**** Document excerpt

Auckland's ASB Tennis Centre stands are empty, but Karl Budge has high hopes of delivering a festival of tennis like never before.
"We could deliver a showstopper here," he tells Newshub. "It could be unbelievable."
August is shaping as a crucial month for organisers of the ASB Classic tournament.
High level discussions are looming and key decisions made that will have a major bearing on one of the country's premier annual sporting events.
But New Zealand's recovery and response to the COVID-19 crisis could bring some of the biggest names in the sport to Auckland.
In a post-coronavirus tennis world where usual tour rules are out the window, Budge is plotting a tournament laden with stars and overflowing with top-10 talent.
"We could see many more than what we'd normally have," he says. "Potentially, the pick of the bunch."
Budge insists the feedback is "incredibly positive".
"I think we've got an amazing opportunity to do something very special.
"It's not an overly hard sell for people who want to come to New Zealand at the moment. I think there's a real desire.
"Appetite is through the roof."
Key factors include how players can quarantine on arrival.
Several options are being explored, including the Auckland tournament venue and luxury resorts around the country, including Cape Kidnappers in the Hawke's Bay.
But hopes of hosting an unprecedented tournament hinge on one key point.
"If we quarantine in New Zealand, do they have to quarantine again when they get to Australia?" wonders Budge. "If we can eradicate that and we only have to do one quarantine, we will fly."
The qualifying field could be trimmed to limit the number of players needing to quarantine and Budge may need to be flexible on dates, too.
The ASB Classic is scheduled to begin on January 4, but the tournament could be played as early as December or even as late as February - after the Australian Open.
Hurdles need to be cleared, but Budge is confident.
"We'll deliver an ASB Classic like we've never seen before... a re-imagined ASB Classic, if you will."

********
**** Information provided

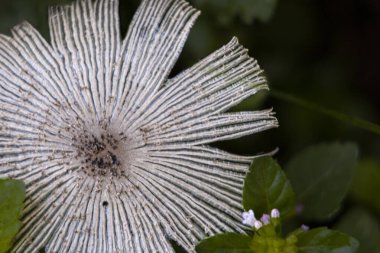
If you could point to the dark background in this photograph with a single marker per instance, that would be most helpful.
(323, 51)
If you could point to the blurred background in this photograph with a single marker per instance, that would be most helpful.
(321, 51)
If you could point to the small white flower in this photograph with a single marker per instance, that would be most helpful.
(114, 152)
(265, 219)
(248, 218)
(257, 224)
(275, 213)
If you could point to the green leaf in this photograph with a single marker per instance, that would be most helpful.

********

▶ [Tasks and exercises]
[a] In the ASB Classic article, on what date is the tournament scheduled to begin?
[b] Reproduce the ASB Classic article word for word from "Several options are" to "the Hawke's Bay.".

▶ [Answers by item]
[a] January 4

[b]
Several options are being explored, including the Auckland tournament venue and luxury resorts around the country, including Cape Kidnappers in the Hawke's Bay.